* _Brief_: Only the pictures are to be dropped; the rest of the data below is to be duplicated exactly.

* _Available data_:

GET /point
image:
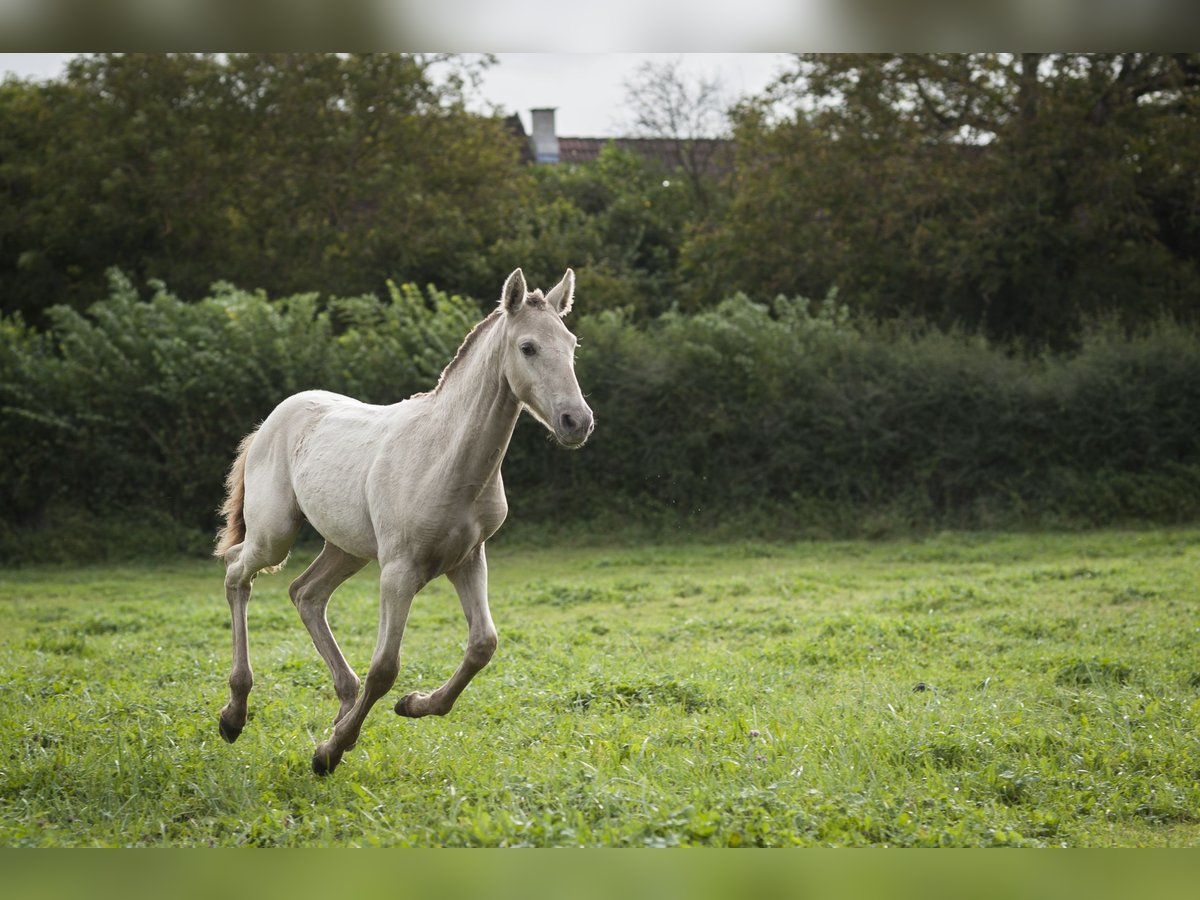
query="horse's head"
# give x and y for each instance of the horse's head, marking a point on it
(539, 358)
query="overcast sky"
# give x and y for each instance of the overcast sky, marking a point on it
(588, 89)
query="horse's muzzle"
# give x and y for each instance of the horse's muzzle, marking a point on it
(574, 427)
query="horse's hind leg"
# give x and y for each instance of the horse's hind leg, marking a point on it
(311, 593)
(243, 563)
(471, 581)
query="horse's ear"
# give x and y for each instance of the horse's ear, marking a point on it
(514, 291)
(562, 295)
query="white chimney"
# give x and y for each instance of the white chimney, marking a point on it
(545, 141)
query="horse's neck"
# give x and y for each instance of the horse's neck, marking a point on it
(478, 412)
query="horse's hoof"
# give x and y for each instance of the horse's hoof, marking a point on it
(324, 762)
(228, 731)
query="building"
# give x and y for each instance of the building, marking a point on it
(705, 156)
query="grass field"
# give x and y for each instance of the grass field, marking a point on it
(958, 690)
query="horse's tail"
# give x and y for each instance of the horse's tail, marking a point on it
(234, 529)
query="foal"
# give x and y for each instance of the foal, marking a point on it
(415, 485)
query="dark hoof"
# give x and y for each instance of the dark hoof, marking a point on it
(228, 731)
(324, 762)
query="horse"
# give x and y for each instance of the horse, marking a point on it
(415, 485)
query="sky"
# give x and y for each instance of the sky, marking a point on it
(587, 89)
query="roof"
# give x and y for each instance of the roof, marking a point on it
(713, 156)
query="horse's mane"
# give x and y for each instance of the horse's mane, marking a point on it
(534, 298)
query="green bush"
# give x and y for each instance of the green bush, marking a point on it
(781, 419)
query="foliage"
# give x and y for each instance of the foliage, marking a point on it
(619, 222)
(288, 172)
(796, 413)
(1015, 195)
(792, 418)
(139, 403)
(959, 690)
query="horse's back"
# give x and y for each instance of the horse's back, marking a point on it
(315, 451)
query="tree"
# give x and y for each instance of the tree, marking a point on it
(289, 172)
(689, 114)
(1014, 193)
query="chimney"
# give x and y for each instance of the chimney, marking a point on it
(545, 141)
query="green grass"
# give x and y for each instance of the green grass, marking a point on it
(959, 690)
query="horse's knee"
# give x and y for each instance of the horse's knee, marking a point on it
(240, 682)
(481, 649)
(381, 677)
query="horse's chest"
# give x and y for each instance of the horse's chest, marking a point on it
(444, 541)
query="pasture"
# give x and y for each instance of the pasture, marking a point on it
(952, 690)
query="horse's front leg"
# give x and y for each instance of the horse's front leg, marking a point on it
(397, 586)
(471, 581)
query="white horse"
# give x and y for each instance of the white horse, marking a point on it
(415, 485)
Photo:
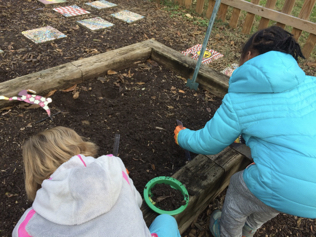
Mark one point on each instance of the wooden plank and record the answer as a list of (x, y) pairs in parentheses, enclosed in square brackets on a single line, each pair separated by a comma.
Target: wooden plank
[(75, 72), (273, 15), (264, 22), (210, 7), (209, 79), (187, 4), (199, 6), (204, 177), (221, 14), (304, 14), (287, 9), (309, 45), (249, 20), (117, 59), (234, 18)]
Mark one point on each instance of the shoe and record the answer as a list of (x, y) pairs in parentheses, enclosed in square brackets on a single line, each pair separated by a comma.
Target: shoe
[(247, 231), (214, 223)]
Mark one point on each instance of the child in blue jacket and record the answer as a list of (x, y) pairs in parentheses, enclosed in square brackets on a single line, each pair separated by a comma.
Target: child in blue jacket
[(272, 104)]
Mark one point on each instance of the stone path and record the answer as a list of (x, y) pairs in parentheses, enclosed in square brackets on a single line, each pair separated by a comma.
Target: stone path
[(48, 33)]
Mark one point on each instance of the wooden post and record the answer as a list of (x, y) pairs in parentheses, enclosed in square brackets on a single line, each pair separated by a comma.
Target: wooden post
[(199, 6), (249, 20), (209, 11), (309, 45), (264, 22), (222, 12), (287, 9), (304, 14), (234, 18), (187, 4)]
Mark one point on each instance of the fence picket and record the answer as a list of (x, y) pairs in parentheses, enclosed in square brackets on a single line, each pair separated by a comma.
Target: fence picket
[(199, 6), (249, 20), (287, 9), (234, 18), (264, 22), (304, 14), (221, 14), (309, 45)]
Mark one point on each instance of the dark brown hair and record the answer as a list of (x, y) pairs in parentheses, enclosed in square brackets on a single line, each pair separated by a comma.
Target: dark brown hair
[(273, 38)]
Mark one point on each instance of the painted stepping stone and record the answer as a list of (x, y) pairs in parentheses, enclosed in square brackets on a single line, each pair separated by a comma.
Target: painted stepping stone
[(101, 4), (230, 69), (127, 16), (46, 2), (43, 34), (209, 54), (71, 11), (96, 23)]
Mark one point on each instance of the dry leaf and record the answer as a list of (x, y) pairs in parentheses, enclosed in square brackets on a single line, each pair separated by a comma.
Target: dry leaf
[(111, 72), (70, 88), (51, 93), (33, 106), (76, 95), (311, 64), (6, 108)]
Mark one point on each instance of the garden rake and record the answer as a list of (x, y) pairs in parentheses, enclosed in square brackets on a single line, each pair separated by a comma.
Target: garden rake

* _Response box_:
GET /point
image:
query="horse's head"
# give x and y for each instance of the horse's head, marking a point on it
(539, 358)
query="overcast sky"
# give x and y for each instance of the overcast sky, marking a point on it
(588, 89)
query="horse's muzzle"
# give x and y for each instance of the horse's muzzle, marking a point on it
(574, 427)
query="horse's hind leg"
# give x and y for each instance of the horse's hind leg, marking a point on it
(311, 593)
(243, 563)
(471, 581)
query="horse's ear"
# give x and y for each instance of the horse's ear, marking a point on it
(514, 291)
(562, 295)
query="white chimney"
# give x and y for each instance of the white chimney, marking a point on it
(545, 141)
query="horse's neck"
# give x and y for each instance of the horse's neck, marking a point on it
(478, 412)
query="horse's hoof"
# give x and y for each instance of the horse's hoof, marking a point on it
(324, 762)
(228, 731)
query="building"
# give x and y for each instance of the building, marking a point on it
(705, 156)
query="grass field"
# give x and y for each instance of the grass field, marking a point on it
(958, 690)
query="horse's tail"
# give x and y for each instance of the horse's tail, marking a point on it
(234, 529)
query="foal"
# give x and y for each instance of the foal, marking a point on it
(415, 485)
query="dark hoof"
# give x and y for each instance of the dark hoof, marking a point on it
(228, 731)
(324, 762)
query="horse"
# give x and y for each instance of the horse, marking a point on it
(415, 485)
query="sky"
# give x and y for each instance of the sky, marking a point on it
(587, 89)
query="roof"
# give x and y for each instance of the roof, marking a point on it
(713, 156)
query="horse's mane"
# give x and y for each instance of the horse's mane, marking a point on it
(534, 298)
query="green bush"
# give x and y for each instance of the green bush, marking a point on it
(781, 419)
query="foliage"
# give x and y for each instance of the foliage, marking a point on it
(619, 222)
(288, 172)
(796, 413)
(1015, 195)
(792, 418)
(139, 403)
(959, 690)
query="horse's back"
# give x and y for each instance of the horse's back, marking a point on it
(315, 451)
query="tree"
# give x and y for each instance of the tree, marking a point on it
(289, 172)
(689, 114)
(1014, 193)
query="chimney"
# give x and y for each instance of the chimney, marking a point on it
(545, 141)
query="green grass"
# give x and y for each instance of the green grass, marking a point on it
(959, 690)
query="horse's knee"
# give x and y for each instance of the horse's knee, marking a point on it
(240, 682)
(481, 649)
(381, 677)
query="horse's chest"
# give x and y for each instance of the horse's chest, marking a point on it
(444, 541)
query="pasture"
# give x and y for each instance of the pasture, marking a point on it
(952, 690)
query="horse's front leg"
# give x and y for each instance of the horse's front leg, marking a point on it
(397, 586)
(471, 581)
query="white horse"
# give x and y for each instance of the white horse, marking a point on it
(415, 485)
Photo:
Mark one point on each instance of the wooden plank and record the answer as a list of (x, y) pairs in parentheses, enclosed in square brackets on a single line, each pair separated by a comma.
Target: wooden plank
[(75, 72), (273, 15), (264, 22), (210, 7), (209, 79), (187, 4), (199, 6), (204, 177), (221, 14), (304, 14), (287, 9), (309, 45), (249, 20), (117, 59), (234, 18)]
Mark one point on each instance of the shoe and record the answer as a list of (x, y) pairs in parentheses, enclosed in square brackets on a single line, each pair separated by a comma.
Target: shoe
[(247, 231), (214, 223)]
Mark one point on each instance of the child in blue jacket and record the answer as a list of (x, y) pairs in parentheses, enclosed in square brackets on a single line, each pair separated by a comma.
Target: child in blue jacket
[(272, 104)]
Mark one point on each instance of the stone path and record the answer as a list of (x, y) pairs in parentheses, enclosed in square brackets on a single line, each pair separated by a comma.
Target: stone path
[(48, 33)]
Mark one point on each instance of the wooden post and record the answer as a list of (x, y) pairs in parentheses, enclosed in square brackets on a single line, each pair separated by a comma.
Target: wooden post
[(199, 6), (249, 20), (209, 11), (309, 45), (264, 22), (222, 12), (287, 9), (304, 14), (234, 18), (187, 4)]
Mark one point on each instance of the fence picket and record the answer as a list of (x, y) pairs in parentheses, enclosed in square brackets on a single line, each pair separated by a comma.
Target: fence picket
[(199, 6), (249, 20), (287, 9), (234, 18), (264, 22), (304, 14), (221, 14), (309, 45)]
Mark one point on each instance of the dark brown hair and record the answer as a list of (x, y) pairs in parentheses, enclosed in square brackets on a single line, each pair separated by a comma.
Target: dark brown hair
[(273, 38)]
Mark one point on each instance of the painted stepping stone and record the answer as a list of (x, y) pairs in parentheses, enclosed in square brackets on a single line, each pair separated by a comma.
Target: painted stepping stone
[(101, 4), (230, 69), (127, 16), (46, 2), (43, 34), (209, 54), (71, 11), (96, 23)]
Mark one point on each instance of the dry leaf and record the answer as a list of (x, y) pairs in parentheses, enclosed in square brackets on a single line, each pair separated by a comma.
Target: dry leaf
[(111, 72), (70, 88), (51, 93), (33, 106), (76, 95), (311, 64), (6, 108)]
Mark one point on each instance of the garden rake and record the answer as a list of (x, y) pairs in parentheses, enclosed in square brackets on a single line, each pair separated by a comma.
Target: garden rake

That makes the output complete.